Collected data:

▽

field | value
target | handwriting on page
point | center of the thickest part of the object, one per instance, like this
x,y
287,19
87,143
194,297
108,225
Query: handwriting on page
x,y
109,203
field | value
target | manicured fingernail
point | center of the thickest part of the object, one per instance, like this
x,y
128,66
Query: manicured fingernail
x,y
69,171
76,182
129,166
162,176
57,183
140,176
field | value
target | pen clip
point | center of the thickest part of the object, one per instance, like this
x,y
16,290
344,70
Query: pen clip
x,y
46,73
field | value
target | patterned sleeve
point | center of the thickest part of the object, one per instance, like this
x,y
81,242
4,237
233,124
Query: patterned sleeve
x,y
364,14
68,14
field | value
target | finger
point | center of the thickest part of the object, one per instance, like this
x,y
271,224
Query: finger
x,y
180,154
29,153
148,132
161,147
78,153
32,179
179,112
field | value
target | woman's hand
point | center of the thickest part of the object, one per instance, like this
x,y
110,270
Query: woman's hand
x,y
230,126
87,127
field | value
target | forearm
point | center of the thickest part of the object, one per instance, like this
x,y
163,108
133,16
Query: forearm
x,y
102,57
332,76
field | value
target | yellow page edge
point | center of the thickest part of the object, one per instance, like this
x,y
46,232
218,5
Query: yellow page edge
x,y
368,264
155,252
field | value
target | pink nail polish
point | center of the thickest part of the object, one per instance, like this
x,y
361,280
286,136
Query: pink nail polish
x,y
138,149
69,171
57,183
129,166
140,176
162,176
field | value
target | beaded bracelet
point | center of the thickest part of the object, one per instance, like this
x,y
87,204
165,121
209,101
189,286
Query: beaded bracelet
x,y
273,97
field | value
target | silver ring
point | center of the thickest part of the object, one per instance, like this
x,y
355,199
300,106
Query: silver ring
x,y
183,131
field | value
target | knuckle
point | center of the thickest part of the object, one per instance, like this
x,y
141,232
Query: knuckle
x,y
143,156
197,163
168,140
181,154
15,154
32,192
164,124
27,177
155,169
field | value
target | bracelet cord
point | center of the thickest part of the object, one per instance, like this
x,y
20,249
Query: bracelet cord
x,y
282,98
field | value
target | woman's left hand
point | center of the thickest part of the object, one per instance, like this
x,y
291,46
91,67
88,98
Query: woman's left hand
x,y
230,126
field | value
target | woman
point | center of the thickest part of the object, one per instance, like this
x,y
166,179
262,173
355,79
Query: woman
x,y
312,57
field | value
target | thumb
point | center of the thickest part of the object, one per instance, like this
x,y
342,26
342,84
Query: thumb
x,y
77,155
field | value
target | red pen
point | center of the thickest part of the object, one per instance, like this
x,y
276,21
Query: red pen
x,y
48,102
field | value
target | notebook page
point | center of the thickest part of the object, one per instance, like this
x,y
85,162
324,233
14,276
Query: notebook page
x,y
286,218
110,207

△

** What you are asked to do **
Take exactly the lines from the one containing "target | yellow page edge" through the one containing "target | pink nail polish" in the data above, and output them with nothing added.

** Answer to the problem **
target | yellow page edge
point | center of the thickest part of the object, one per instance, like this
x,y
46,232
218,5
Query: yellow page edge
x,y
368,264
155,252
field | value
target | pink nail polish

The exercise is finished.